→ Exercises:
A - In the commentary on advertising, what do the trees in the Nissan ads turn into?
B - Reproduce the commentary on advertising verbatim from "Nissan really has" to "to buy one.".

→ Article:
★ ★ ★ ★ ★

Nissan really has some clunkers on their hands.  I still see the imaginary bull ad running.  Now we have trees that turn into mad angry ents and motorcycle drivers who turn into animals who will eat you.  Never fear. Nissan will protect you! ..... from things that don't exist.  Yeah makes me want to buy one.

 

What is up with those vodka ads?  The ones that have what I assume are vampires and werewolves touting them.  Okay I get on one hand they are hoping to tap into (though it is a pretty worn one by now) market of fans who drink vodka and love urban fantasy tropes.  But again, do more people find products appealing based on the fantasy than the actual benefit I can enjoy.  Since I'm not a werewolf and I don't want to be one and in fact don't believe they exist, what's that leave me in terms of your vodka?  Do they even have a selling point vis-a-vis benefits (taste calories etc) in the ad?  All I see are two failed romance cover models trying to be sexy.  Werewolf sexy.

★ ★ ★ ★ ★

→ Data extract:
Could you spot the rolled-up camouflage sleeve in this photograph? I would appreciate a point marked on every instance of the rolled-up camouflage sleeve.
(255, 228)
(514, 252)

★ ★ ★ ★ ★

→ Task answers:
A - Mad angry ents.

B -
Nissan really has some clunkers on their hands.  I still see the imaginary bull ad running.  Now we have trees that turn into mad angry ents and motorcycle drivers who turn into animals who will eat you.  Never fear. Nissan will protect you! ..... from things that don't exist.  Yeah makes me want to buy one.